*** Opening Passage shown ***

For four years (2004-08), Professor Pechilis directed the Humanities Program at Drew, a dynamic interdisciplinary program designed especially for college students. Her special interest was to foreground global contacts among cultures considered in Humanities Program courses, engaging the historical and present West with Africa, Asia, Latin America and the Middle East.
Interpreting Devotion: The Poetry and Legacy of a Female Bhakti Saint of India. The first book to provide a complete English translation of classical Tamil bhakti saint Karaikkal Ammaiyar’s poetry and the canonical biography about her, embedded within a critical academic discussion that theorizes the arc of interpretation of this fascinating woman’s devotional subjectivity through poetry, biography and present-day festival celebrations in her honor. Crucially, the study distinguishes the poet’s voice from that of her biographer, illuminating her poetry and legacy through an exploration of themes such as language and mystical experience, the `non-dual’ nature of translation, the devotional subjectivity created in her poetry, the fiction of femaleness and its relationships to women’s truth-speech in her biography, and the participation of modern festival publics in the creation of memory and experience of her legacy. Published Dec. 2011 at Routledge. A South Asian Edition paperback version of this book was published by Routledge and Manohar (Delhi) in February 2015, and published by Routledge-Taylor & Francis as a worldwide paperback on August 13, 2015.

*** Closing Passage shown ***

(Work required):
Can you reproduce the passage on Professor Pechilis and her book word for word?

*** Opening Collected data ***

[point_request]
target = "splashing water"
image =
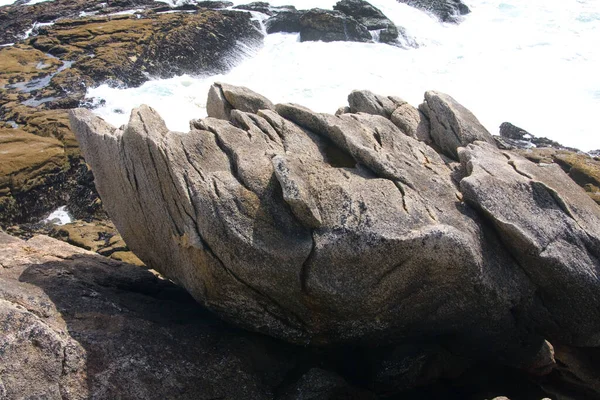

*** Closing Collected data ***

(Output for this task):
For four years (2004-08), Professor Pechilis directed the Humanities Program at Drew, a dynamic interdisciplinary program designed especially for college students. Her special interest was to foreground global contacts among cultures considered in Humanities Program courses, engaging the historical and present West with Africa, Asia, Latin America and the Middle East.
Interpreting Devotion: The Poetry and Legacy of a Female Bhakti Saint of India. The first book to provide a complete English translation of classical Tamil bhakti saint Karaikkal Ammaiyar’s poetry and the canonical biography about her, embedded within a critical academic discussion that theorizes the arc of interpretation of this fascinating woman’s devotional subjectivity through poetry, biography and present-day festival celebrations in her honor. Crucially, the study distinguishes the poet’s voice from that of her biographer, illuminating her poetry and legacy through an exploration of themes such as language and mystical experience, the `non-dual’ nature of translation, the devotional subjectivity created in her poetry, the fiction of femaleness and its relationships to women’s truth-speech in her biography, and the participation of modern festival publics in the creation of memory and experience of her legacy. Published Dec. 2011 at Routledge. A South Asian Edition paperback version of this book was published by Routledge and Manohar (Delhi) in February 2015, and published by Routledge-Taylor & Francis as a worldwide paperback on August 13, 2015.